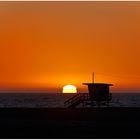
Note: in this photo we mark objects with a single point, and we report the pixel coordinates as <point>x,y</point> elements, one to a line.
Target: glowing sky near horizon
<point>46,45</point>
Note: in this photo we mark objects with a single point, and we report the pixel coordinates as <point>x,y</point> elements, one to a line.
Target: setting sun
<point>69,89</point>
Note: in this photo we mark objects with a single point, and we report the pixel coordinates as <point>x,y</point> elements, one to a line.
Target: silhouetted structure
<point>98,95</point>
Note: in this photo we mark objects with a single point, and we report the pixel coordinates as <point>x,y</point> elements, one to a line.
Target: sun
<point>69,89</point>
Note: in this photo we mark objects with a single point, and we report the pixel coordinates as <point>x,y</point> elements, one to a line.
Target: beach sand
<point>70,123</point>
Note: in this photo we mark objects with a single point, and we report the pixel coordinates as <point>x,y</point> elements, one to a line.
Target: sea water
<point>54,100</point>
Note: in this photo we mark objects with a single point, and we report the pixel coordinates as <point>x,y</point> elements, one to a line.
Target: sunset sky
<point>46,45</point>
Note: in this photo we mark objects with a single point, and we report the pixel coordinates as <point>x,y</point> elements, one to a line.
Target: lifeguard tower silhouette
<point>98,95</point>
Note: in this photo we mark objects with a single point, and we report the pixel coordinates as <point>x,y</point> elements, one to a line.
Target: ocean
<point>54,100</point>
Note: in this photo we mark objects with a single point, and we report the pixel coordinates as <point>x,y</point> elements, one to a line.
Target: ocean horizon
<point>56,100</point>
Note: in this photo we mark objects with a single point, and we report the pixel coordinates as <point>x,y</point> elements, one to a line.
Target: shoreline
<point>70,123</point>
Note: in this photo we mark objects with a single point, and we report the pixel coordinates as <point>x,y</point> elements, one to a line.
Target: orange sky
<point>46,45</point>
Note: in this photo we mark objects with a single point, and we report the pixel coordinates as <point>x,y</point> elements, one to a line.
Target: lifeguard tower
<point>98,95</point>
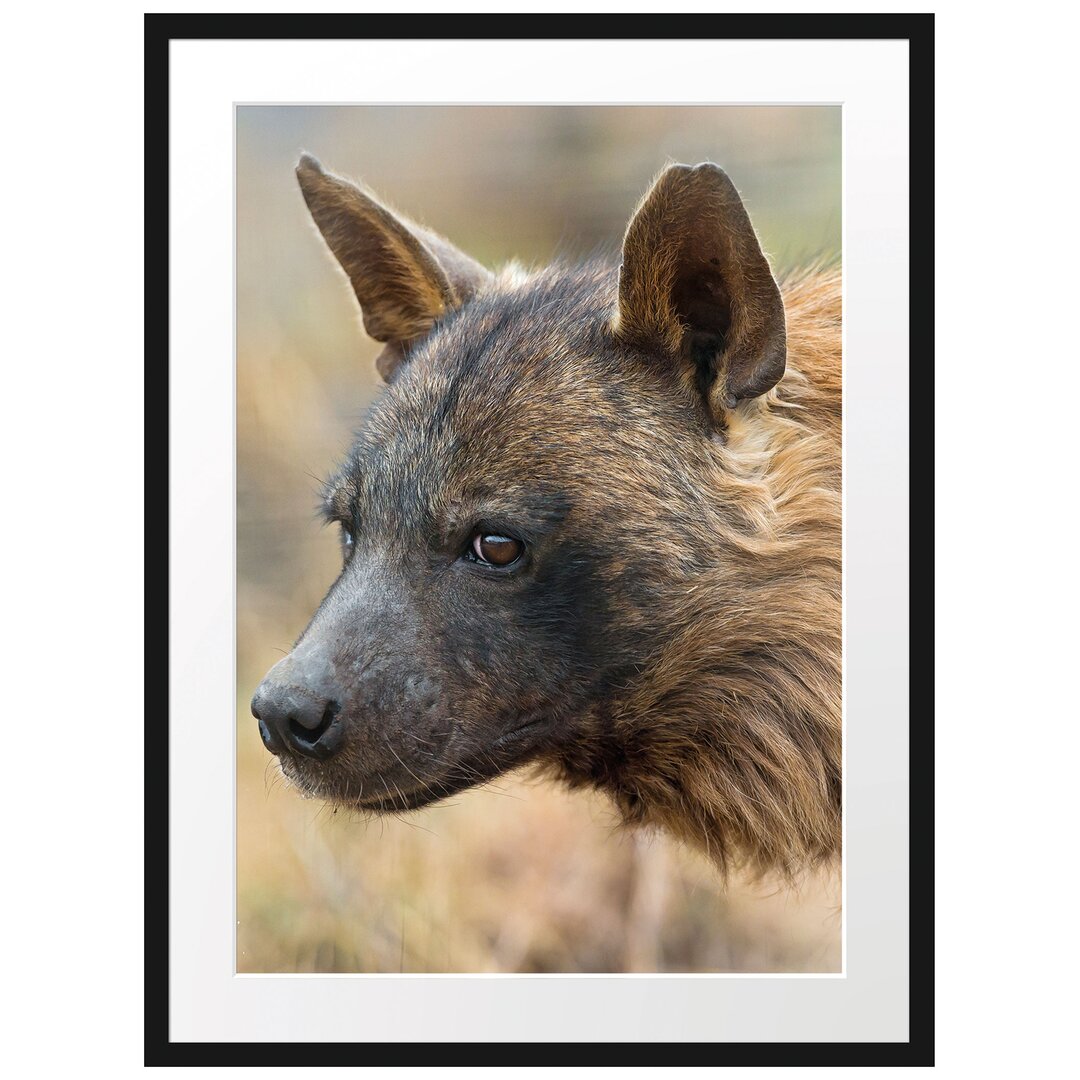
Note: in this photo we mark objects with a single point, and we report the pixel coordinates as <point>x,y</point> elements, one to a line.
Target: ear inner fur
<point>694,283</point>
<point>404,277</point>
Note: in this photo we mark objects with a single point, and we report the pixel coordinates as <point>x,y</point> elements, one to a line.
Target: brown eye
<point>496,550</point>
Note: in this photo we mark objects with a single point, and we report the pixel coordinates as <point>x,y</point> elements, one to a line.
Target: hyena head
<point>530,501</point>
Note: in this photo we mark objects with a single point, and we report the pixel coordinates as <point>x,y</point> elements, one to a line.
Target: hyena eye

§

### YOUR INSTRUCTIONS
Copy all of the lines above word for word, leaving out the pictures.

### TASK OUTPUT
Note: in this photo we mark objects with a single point, and we report the pixel coordinates as <point>x,y</point> elements, one to a line.
Target: glowing sky near horizon
<point>46,45</point>
Note: in this photo we mark objects with a single point, and we report the pixel coordinates as <point>x,y</point> elements, one to a line.
Target: setting sun
<point>69,89</point>
Note: in this photo we mark objects with a single point, and we report the pixel coordinates as <point>x,y</point> elements, one to a line.
Target: silhouetted structure
<point>98,95</point>
Note: in this photo we mark objects with a single point, and we report the pixel coordinates as <point>x,y</point> elements, one to a line.
Target: sun
<point>69,89</point>
Note: in this photo we mark objects with a single point, and we report the pixel coordinates as <point>x,y</point> elements, one to a line.
Target: beach sand
<point>70,123</point>
Note: in this photo we mark objects with a single point, and we report the pixel coordinates as <point>x,y</point> elements, one to a line.
Target: sea water
<point>54,100</point>
Note: in this photo we mark objects with a single point, and we report the pixel coordinates as <point>x,y</point> elements, one to a line.
Target: sunset sky
<point>46,45</point>
Note: in this photo we mark objects with a single point, and we report the pixel coordinates as <point>x,y</point> elements, one to a line.
Target: lifeguard tower silhouette
<point>98,95</point>
Note: in this photo we mark objects with a single point, and we report the pixel coordinates as <point>x,y</point> elements, one to a line.
Target: ocean
<point>54,100</point>
Note: in this photo we mark objects with a single point, and we report the pixel coordinates as <point>x,y</point> elements, one to a line.
Target: ocean horizon
<point>56,100</point>
Note: in this photo we mark objects with a single point, and we report the pixel coordinates as <point>x,y</point> elements, one to a line.
Target: shoreline
<point>70,123</point>
Note: in this photo we mark objects with a single point, and we report the pixel coordinates as <point>x,y</point> elements, one to a line.
Target: orange sky
<point>46,45</point>
Note: in this photo we mark objects with a single point, and we report the pixel coordinates as <point>x,y</point> elements, one to a line.
Target: lifeguard tower
<point>98,95</point>
Note: in this photo we mark objects with a single point, and we report the pixel coordinates as <point>x,y</point> elements, one to a line.
Target: ear inner fur
<point>694,283</point>
<point>404,277</point>
Note: in this photo we mark objects with a single point, and we report the pixel coordinates as <point>x,y</point> elements, one to a line.
Target: brown eye
<point>496,550</point>
Note: in this photo we mark objects with a single point, and we report the pixel coordinates as <point>x,y</point> elements, one to a line.
Target: hyena head
<point>530,501</point>
Note: in this photo we mark objects with a single point, and we report the pixel coordinates as <point>x,y</point> elements, one to a line.
Target: hyena eye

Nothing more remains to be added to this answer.